### What you will do
In the records below, find the line containing "TARGET = macro leaf close-up"; copy exactly that line and all lines after it to the end, and nothing else.

Position identification records

########################################

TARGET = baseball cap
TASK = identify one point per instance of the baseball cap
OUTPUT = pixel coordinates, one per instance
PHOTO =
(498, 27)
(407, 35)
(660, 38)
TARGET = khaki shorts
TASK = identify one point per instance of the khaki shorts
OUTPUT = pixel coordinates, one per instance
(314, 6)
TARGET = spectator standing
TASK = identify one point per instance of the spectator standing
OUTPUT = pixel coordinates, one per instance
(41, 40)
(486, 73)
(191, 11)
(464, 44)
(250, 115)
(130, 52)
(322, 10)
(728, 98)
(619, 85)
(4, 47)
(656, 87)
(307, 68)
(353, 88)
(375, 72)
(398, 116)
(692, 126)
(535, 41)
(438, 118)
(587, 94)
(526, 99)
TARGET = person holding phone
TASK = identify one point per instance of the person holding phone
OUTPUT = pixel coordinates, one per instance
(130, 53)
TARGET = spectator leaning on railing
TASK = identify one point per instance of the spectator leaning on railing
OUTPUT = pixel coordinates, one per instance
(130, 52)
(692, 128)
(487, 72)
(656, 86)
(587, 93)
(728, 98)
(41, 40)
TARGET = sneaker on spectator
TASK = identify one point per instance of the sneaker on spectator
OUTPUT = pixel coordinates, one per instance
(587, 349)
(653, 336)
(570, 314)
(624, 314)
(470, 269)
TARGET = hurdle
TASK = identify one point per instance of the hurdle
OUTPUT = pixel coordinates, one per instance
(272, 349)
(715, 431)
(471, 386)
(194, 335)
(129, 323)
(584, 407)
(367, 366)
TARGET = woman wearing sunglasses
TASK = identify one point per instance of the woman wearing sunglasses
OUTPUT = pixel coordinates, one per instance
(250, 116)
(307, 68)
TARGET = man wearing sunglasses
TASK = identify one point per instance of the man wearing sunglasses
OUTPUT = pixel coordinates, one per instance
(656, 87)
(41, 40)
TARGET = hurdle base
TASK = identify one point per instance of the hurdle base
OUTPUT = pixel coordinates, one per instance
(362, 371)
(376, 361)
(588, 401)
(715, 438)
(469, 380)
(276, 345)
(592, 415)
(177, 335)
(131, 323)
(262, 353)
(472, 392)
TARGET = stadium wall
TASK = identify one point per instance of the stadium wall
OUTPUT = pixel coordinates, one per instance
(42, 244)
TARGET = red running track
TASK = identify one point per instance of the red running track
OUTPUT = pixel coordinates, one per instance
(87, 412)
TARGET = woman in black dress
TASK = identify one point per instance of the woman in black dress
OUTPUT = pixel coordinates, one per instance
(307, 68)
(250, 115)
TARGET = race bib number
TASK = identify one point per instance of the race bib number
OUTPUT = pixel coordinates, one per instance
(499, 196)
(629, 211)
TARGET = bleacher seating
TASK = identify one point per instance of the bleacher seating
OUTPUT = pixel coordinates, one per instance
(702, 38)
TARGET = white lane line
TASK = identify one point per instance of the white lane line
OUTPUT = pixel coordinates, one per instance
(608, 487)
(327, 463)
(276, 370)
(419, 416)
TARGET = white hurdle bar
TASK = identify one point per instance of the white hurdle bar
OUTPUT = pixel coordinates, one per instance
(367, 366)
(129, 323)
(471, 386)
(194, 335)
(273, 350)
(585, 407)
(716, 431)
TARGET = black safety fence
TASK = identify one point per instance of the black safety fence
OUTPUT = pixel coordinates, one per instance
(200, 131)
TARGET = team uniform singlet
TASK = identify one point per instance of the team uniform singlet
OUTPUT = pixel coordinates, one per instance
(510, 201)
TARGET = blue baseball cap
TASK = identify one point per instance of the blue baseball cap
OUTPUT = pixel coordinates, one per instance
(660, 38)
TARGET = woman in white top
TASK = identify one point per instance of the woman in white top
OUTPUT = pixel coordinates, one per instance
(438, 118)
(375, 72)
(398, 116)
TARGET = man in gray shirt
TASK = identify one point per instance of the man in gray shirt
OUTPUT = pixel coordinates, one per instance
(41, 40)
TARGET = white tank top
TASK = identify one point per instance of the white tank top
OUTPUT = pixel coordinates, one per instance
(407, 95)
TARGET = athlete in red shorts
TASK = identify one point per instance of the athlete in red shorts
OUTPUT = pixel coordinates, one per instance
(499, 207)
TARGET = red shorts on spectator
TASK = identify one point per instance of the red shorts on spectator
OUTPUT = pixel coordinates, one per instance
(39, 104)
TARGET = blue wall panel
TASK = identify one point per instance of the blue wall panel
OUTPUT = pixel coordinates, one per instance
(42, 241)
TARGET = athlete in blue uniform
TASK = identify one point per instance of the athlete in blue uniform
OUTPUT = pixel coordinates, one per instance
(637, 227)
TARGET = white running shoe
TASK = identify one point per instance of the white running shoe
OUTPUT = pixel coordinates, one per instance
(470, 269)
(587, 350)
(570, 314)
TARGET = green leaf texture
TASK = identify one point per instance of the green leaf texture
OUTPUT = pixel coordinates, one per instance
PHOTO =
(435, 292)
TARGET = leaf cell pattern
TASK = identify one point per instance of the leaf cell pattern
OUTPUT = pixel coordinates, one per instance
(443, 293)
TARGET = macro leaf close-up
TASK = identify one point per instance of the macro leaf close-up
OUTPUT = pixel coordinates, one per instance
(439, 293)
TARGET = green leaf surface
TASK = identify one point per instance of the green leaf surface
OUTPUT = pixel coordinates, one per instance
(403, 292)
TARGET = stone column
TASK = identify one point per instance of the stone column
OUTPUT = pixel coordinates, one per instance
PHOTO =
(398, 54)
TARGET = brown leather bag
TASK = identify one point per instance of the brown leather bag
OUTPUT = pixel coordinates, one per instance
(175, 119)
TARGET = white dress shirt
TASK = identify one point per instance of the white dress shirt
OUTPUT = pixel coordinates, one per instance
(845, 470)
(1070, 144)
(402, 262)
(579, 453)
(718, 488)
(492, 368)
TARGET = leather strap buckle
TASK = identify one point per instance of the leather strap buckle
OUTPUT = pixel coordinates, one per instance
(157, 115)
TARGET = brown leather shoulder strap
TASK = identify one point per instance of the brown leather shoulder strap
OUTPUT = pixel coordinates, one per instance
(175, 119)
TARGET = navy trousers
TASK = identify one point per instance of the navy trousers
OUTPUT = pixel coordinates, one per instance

########################################

### Worked answer
TARGET = macro leaf close-up
TASK = identify one point per instance of the macro leaf close-up
OUTPUT = pixel coordinates, one per instance
(439, 293)
TARGET = green leaf surface
TASK = identify one point per instance of the green leaf surface
OUTPUT = pixel coordinates, one per instance
(403, 292)
TARGET = stone column
TASK = identify one point per instance of the stone column
OUTPUT = pixel coordinates, one per instance
PHOTO =
(398, 54)
TARGET = brown leather bag
TASK = identify one point per instance of the brown leather bag
OUTPUT = pixel coordinates, one per instance
(175, 119)
TARGET = white dress shirt
TASK = identify one point per instance of the white dress shirt
OUTPUT = pixel coordinates, one per instance
(845, 470)
(1070, 144)
(402, 262)
(579, 453)
(718, 488)
(492, 368)
TARGET = leather strap buckle
TASK = identify one point per instance of the leather strap buckle
OUTPUT = pixel coordinates, one per instance
(157, 115)
TARGET = brown leather shoulder strap
TASK = identify one point per instance of the brown leather shoulder strap
OUTPUT = pixel coordinates, one per instance
(175, 119)
TARGET = navy trousers
TASK = identify one point per instance of the navy trousers
OUTPUT = pixel coordinates, one per instance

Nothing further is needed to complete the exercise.